# Entries from a data source
========================================================================

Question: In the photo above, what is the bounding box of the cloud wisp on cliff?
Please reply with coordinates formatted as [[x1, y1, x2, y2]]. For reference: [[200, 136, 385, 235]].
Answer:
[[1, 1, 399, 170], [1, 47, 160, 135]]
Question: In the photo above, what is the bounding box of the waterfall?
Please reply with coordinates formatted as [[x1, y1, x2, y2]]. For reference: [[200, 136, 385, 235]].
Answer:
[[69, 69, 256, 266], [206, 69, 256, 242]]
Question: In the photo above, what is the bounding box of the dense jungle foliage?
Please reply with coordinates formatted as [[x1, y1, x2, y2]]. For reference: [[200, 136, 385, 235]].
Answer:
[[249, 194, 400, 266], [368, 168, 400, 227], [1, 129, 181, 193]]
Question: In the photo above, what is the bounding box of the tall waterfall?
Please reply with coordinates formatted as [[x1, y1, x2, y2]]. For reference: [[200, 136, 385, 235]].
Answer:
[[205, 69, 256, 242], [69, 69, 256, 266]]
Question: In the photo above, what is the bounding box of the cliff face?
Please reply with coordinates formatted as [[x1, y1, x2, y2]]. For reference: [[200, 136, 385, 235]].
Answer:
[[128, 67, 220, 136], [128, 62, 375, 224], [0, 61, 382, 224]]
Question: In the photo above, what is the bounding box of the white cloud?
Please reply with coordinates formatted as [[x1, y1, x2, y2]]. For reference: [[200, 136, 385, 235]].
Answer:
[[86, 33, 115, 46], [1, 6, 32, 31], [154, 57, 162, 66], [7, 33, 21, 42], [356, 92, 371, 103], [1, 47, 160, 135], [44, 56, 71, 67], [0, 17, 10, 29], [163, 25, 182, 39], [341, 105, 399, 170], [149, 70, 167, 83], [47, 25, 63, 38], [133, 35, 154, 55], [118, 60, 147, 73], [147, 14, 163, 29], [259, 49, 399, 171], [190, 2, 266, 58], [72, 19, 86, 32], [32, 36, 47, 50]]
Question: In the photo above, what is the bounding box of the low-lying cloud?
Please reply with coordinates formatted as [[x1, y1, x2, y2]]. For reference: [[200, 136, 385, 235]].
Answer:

========================================================================

# DIRECTIVE
Can you arrange every line of the material above as a Markdown table, with a "Row" column numbering each line and a "Text" column holding the line itself, leaving out any blank lines?

# RESPONSE FOR THIS EXERCISE
| Row | Text |
|---|---|
| 1 | Question: In the photo above, what is the bounding box of the cloud wisp on cliff? |
| 2 | Please reply with coordinates formatted as [[x1, y1, x2, y2]]. For reference: [[200, 136, 385, 235]]. |
| 3 | Answer: |
| 4 | [[1, 1, 399, 170], [1, 47, 160, 135]] |
| 5 | Question: In the photo above, what is the bounding box of the waterfall? |
| 6 | Please reply with coordinates formatted as [[x1, y1, x2, y2]]. For reference: [[200, 136, 385, 235]]. |
| 7 | Answer: |
| 8 | [[69, 69, 256, 266], [206, 69, 256, 242]] |
| 9 | Question: In the photo above, what is the bounding box of the dense jungle foliage? |
| 10 | Please reply with coordinates formatted as [[x1, y1, x2, y2]]. For reference: [[200, 136, 385, 235]]. |
| 11 | Answer: |
| 12 | [[249, 194, 400, 266], [368, 168, 400, 227], [1, 129, 181, 193]] |
| 13 | Question: In the photo above, what is the bounding box of the tall waterfall? |
| 14 | Please reply with coordinates formatted as [[x1, y1, x2, y2]]. For reference: [[200, 136, 385, 235]]. |
| 15 | Answer: |
| 16 | [[205, 69, 256, 242], [69, 69, 256, 266]] |
| 17 | Question: In the photo above, what is the bounding box of the cliff face? |
| 18 | Please reply with coordinates formatted as [[x1, y1, x2, y2]]. For reference: [[200, 136, 385, 235]]. |
| 19 | Answer: |
| 20 | [[128, 67, 220, 136], [128, 62, 375, 224], [0, 61, 382, 224]] |
| 21 | Question: In the photo above, what is the bounding box of the white cloud? |
| 22 | Please reply with coordinates formatted as [[x1, y1, x2, y2]]. For reference: [[200, 136, 385, 235]]. |
| 23 | Answer: |
| 24 | [[86, 33, 115, 46], [1, 6, 32, 31], [154, 57, 162, 66], [7, 33, 21, 42], [356, 92, 371, 103], [1, 47, 160, 135], [44, 56, 71, 67], [0, 17, 10, 29], [163, 25, 182, 39], [341, 105, 399, 170], [149, 70, 167, 83], [47, 25, 63, 38], [133, 35, 154, 55], [118, 60, 147, 73], [147, 14, 163, 29], [259, 49, 399, 171], [190, 2, 266, 58], [72, 19, 86, 32], [32, 36, 47, 50]] |
| 25 | Question: In the photo above, what is the bounding box of the low-lying cloud? |
| 26 | Please reply with coordinates formatted as [[x1, y1, x2, y2]]. For reference: [[200, 136, 385, 235]]. |
| 27 | Answer: |